Page extract:
##############################
# [Tech] 7 String Pickup Comparison



## Ryan (Mar 5, 2007)

Ok, so it's a very common question around here: "What pickup should i buy?" or "What does this pickup sound like?"

I took the liberty to help out a little. 

I made these clips by copy/pasting the same drum track over and over again in my multitracker. Then, I simply changed guitars in between without messing with the recording settings. This way, you can hear the differences between the guitar PUs.

All of these guitars are Ibanez 7s (basswood), so they should be too far off from eachother. In the process i used a RG7421XL, RG7620, UV777PBK, RG7620, and a S7420FMTW (yah, i know, it's mahogany). To my surprise, i actually could hear a great deal of difference between the clips.

Check em out:






RG7421XL w/ Blaze 7
[MEDIA]http://www.sunino.us/Blaze 7 Clip.mp3[/MEDIA]







RG7620XMAS w/ Blaze Custom lol: Leon)
[MEDIA]http://www.sunino.us/Blaze Custom 7 Clip.mp3[/MEDIA]







UV777PBK w/ Evo 7
[MEDIA]http://www.sunino.us/Evo 7 Clip.mp3[/MEDIA]







RG7620BK w/ X2N7
[MEDIA]http://www.sunino.us/X2N 7 Clip.mp3[/MEDIA]







S7420FMTW w/ Stock Ibby 7
[MEDIA]http://www.sunino.us/Stock 7s Clip.mp3[/MEDIA]

I also learned my UV plays about 10x smoother than most of my other guitars.
##############################
Records for the task:
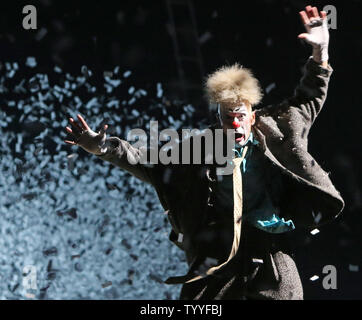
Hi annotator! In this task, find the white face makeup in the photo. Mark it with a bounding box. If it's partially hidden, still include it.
[218,103,255,146]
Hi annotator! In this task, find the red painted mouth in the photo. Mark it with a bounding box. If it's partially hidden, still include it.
[235,132,245,142]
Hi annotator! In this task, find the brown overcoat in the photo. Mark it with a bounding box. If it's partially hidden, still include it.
[98,58,344,298]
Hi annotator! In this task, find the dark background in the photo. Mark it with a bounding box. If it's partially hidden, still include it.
[0,0,362,299]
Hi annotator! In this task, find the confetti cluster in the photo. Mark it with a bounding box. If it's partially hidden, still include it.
[0,57,198,299]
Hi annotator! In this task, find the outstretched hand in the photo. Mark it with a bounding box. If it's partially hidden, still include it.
[64,114,108,155]
[298,6,329,66]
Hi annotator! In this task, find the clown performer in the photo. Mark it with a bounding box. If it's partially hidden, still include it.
[65,6,344,300]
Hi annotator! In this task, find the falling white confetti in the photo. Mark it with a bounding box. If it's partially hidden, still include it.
[348,264,359,272]
[310,229,319,236]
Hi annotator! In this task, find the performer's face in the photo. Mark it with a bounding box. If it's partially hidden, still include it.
[220,101,255,146]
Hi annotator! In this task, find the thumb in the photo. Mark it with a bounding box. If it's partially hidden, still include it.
[99,124,108,135]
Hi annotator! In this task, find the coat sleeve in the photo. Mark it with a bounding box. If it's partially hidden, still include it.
[97,137,151,183]
[286,57,333,126]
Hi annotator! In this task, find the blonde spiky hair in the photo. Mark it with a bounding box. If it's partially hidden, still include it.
[205,63,263,106]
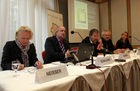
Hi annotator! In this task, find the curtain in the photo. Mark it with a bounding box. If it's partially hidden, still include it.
[0,0,54,70]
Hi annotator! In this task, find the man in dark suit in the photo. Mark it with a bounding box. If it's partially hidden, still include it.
[44,26,71,64]
[1,26,43,70]
[82,29,102,56]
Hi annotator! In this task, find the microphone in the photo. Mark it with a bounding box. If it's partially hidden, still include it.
[129,36,140,42]
[71,30,83,40]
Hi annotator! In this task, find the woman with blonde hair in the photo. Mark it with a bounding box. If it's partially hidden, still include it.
[1,26,43,70]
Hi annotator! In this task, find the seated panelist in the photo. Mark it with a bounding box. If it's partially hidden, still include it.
[1,26,43,70]
[44,26,71,64]
[82,29,102,56]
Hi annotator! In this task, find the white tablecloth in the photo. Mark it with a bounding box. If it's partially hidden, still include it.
[0,55,140,91]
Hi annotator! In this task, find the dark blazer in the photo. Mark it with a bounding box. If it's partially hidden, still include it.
[116,39,133,50]
[82,37,102,56]
[44,36,69,64]
[102,38,115,54]
[1,41,38,70]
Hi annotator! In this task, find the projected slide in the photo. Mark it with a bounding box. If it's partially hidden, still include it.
[74,1,88,29]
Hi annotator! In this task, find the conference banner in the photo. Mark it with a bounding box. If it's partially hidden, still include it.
[74,1,88,29]
[47,10,63,36]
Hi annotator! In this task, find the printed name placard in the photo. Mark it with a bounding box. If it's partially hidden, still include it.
[95,56,114,66]
[35,65,68,83]
[118,53,130,59]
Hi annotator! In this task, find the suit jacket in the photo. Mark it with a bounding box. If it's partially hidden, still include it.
[1,41,38,70]
[44,36,69,64]
[116,39,133,50]
[82,37,102,56]
[102,38,115,54]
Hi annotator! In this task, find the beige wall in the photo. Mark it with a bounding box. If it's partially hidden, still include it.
[100,0,140,45]
[99,2,109,31]
[111,0,127,43]
[130,0,140,45]
[68,0,99,43]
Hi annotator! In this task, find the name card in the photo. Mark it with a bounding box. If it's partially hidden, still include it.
[118,53,130,59]
[35,65,68,83]
[95,56,114,66]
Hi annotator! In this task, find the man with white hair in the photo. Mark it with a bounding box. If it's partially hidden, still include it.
[1,26,43,70]
[44,26,71,64]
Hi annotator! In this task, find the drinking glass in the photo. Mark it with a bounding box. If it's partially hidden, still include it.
[12,60,20,76]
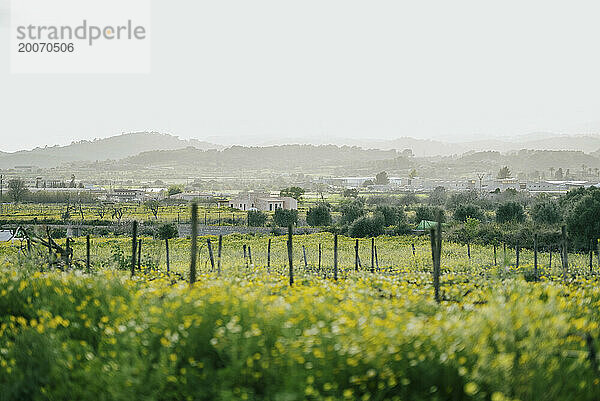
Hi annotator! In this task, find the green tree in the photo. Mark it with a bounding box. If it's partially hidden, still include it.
[566,188,600,249]
[415,206,446,223]
[496,201,525,223]
[340,198,365,224]
[273,209,298,227]
[531,200,562,224]
[453,205,485,222]
[428,186,448,206]
[375,171,390,185]
[167,185,183,196]
[497,166,512,180]
[279,187,306,201]
[306,203,331,227]
[348,214,383,238]
[248,210,267,227]
[342,188,358,198]
[375,205,405,227]
[144,199,160,219]
[8,178,29,203]
[157,223,179,239]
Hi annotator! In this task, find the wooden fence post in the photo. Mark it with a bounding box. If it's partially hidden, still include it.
[333,234,337,281]
[138,238,142,270]
[561,226,569,281]
[267,238,271,272]
[302,245,308,269]
[85,234,90,273]
[430,219,442,303]
[165,238,171,274]
[371,238,375,273]
[590,239,594,274]
[131,220,137,277]
[190,203,198,285]
[47,230,54,269]
[533,234,539,280]
[206,238,215,272]
[494,243,498,266]
[64,237,71,269]
[319,242,322,270]
[217,234,223,276]
[287,224,294,287]
[354,239,358,271]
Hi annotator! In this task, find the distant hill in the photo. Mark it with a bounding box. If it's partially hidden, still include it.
[365,133,600,156]
[0,132,222,168]
[122,145,397,171]
[210,132,600,157]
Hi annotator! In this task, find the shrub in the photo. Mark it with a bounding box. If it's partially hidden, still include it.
[415,206,446,223]
[454,205,485,223]
[248,210,267,227]
[375,205,405,227]
[531,200,562,224]
[348,214,384,238]
[156,223,179,239]
[496,202,525,223]
[273,209,298,227]
[340,198,365,224]
[306,203,331,227]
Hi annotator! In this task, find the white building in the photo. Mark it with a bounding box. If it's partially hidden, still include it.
[229,193,298,211]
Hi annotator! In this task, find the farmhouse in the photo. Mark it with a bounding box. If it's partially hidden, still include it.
[229,193,298,211]
[109,188,143,202]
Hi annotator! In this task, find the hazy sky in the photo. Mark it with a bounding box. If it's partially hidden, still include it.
[0,0,600,151]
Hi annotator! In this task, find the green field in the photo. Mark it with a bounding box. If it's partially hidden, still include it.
[0,234,600,401]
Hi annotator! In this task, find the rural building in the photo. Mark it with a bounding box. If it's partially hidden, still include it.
[228,193,298,212]
[0,228,23,242]
[169,192,214,202]
[109,188,144,202]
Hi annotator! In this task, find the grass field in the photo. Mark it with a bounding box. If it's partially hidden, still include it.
[0,233,600,401]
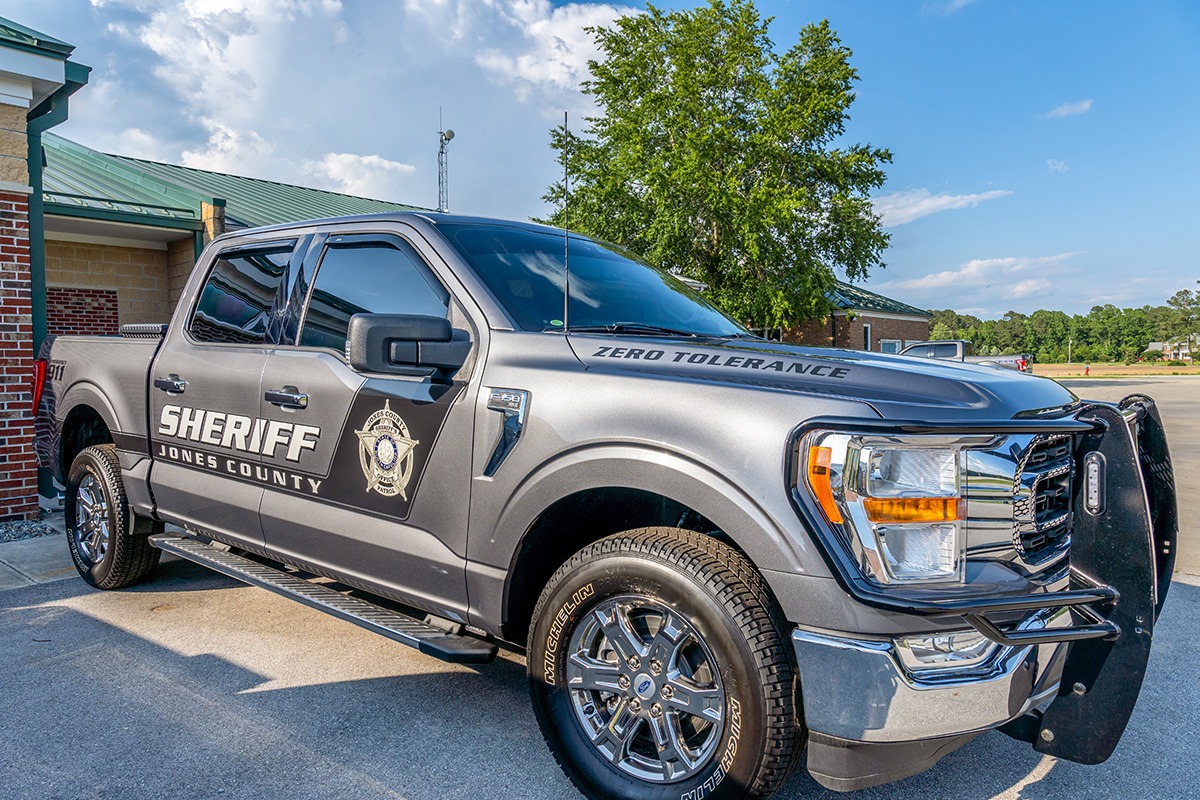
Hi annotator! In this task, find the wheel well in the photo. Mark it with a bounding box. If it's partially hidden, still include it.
[504,487,732,643]
[59,405,113,479]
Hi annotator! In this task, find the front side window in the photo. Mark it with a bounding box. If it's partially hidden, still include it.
[438,223,746,337]
[194,243,294,344]
[300,236,450,351]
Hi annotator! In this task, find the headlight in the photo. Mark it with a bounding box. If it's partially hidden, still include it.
[799,431,988,585]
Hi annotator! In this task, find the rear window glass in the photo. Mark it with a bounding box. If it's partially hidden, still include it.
[188,245,294,344]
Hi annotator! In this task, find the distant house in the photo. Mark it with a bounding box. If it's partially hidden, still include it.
[782,281,932,353]
[1146,336,1193,361]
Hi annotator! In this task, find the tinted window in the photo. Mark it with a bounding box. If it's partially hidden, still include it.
[188,245,293,344]
[438,223,745,336]
[300,239,450,350]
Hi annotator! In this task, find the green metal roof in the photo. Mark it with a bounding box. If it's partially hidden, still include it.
[826,281,932,317]
[0,17,74,60]
[42,132,426,228]
[109,156,426,228]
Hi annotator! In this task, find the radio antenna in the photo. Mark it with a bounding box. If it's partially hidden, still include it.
[563,112,571,335]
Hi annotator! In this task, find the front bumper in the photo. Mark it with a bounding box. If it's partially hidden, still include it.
[792,610,1070,742]
[793,397,1177,790]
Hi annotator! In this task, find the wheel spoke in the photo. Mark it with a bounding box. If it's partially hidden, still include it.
[566,652,622,694]
[650,714,696,781]
[595,603,646,662]
[662,674,724,722]
[649,609,691,664]
[592,700,642,764]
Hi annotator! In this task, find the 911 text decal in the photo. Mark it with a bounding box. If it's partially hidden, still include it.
[592,347,850,379]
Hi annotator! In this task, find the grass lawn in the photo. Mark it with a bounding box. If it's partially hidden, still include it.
[1033,362,1200,378]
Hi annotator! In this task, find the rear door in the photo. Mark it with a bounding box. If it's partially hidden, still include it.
[150,237,301,545]
[260,229,479,618]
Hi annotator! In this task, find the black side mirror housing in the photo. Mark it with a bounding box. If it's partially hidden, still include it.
[346,314,470,380]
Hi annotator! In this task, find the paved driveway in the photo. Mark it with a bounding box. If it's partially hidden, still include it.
[0,381,1200,800]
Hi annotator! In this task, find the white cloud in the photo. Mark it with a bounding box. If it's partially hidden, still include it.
[922,0,974,14]
[305,152,416,203]
[1045,100,1092,119]
[475,0,631,116]
[871,188,1012,228]
[62,0,638,217]
[880,253,1080,296]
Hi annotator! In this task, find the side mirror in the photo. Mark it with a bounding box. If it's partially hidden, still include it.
[346,314,470,379]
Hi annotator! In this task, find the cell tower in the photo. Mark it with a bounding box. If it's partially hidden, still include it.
[438,128,454,213]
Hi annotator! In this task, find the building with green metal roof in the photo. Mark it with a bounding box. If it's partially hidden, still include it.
[42,133,432,333]
[781,281,932,353]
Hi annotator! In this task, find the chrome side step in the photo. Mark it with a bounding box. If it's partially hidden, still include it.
[150,534,497,663]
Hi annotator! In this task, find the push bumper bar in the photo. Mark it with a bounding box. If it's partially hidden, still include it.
[793,396,1177,790]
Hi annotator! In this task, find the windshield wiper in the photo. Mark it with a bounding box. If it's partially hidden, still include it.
[569,323,701,338]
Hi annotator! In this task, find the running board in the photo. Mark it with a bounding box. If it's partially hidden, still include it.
[150,534,497,663]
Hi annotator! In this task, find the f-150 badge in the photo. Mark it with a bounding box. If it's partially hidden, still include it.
[354,401,421,500]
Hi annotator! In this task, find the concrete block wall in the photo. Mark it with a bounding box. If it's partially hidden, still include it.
[46,240,174,325]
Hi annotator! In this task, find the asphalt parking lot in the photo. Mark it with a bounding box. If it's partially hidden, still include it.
[0,379,1200,800]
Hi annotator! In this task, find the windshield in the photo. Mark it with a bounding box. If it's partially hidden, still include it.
[438,223,745,337]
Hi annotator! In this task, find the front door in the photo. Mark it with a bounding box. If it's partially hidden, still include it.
[150,239,298,545]
[260,234,473,618]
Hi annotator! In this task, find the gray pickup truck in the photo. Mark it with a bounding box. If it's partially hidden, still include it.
[900,339,1033,372]
[35,213,1176,800]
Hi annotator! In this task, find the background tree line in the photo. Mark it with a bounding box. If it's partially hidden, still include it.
[929,282,1200,363]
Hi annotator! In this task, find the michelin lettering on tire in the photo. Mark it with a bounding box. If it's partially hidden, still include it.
[542,583,596,686]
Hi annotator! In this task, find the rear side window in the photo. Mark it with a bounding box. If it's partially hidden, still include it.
[194,245,294,344]
[300,236,450,351]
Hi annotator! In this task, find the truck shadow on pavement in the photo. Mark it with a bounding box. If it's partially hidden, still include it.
[0,573,1200,800]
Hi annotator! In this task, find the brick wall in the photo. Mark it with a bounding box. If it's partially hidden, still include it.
[0,193,37,519]
[784,313,929,353]
[46,240,174,325]
[46,287,120,336]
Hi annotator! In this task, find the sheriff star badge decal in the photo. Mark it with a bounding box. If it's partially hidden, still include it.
[354,401,421,500]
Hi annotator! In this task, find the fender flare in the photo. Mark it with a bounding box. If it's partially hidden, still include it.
[494,444,829,607]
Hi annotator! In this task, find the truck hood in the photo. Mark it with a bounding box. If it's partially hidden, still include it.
[568,333,1078,420]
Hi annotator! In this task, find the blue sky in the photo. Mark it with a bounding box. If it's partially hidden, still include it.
[9,0,1200,317]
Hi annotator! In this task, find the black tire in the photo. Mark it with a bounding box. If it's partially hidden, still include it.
[528,528,804,800]
[64,445,162,589]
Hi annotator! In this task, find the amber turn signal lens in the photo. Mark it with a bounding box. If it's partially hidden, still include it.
[863,498,964,523]
[809,446,841,525]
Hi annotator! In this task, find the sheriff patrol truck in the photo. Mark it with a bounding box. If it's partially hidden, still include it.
[35,213,1176,800]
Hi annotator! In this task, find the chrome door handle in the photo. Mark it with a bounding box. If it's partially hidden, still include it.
[263,386,308,409]
[154,373,187,395]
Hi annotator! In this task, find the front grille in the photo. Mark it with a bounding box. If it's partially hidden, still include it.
[1013,435,1074,564]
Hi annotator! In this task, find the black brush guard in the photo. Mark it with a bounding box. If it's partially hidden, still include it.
[792,395,1178,764]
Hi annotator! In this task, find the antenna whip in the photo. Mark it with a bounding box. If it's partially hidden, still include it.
[563,112,571,333]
##############################
Jobs:
1 – Please copy the pickup comparison post word for word, everything from "# [Tech] 7 String" down to "out a little.".
2 – Count the lines of the entries that contain the string "bumper", treating case as significant, and give only the number.

Solutions to the problems:
1 –
# [Tech] 7 String Pickup Comparison



## Ryan (Mar 5, 2007)

Ok, so it's a very common question around here: "What pickup should i buy?" or "What does this pickup sound like?"

I took the liberty to help out a little.

2 – 2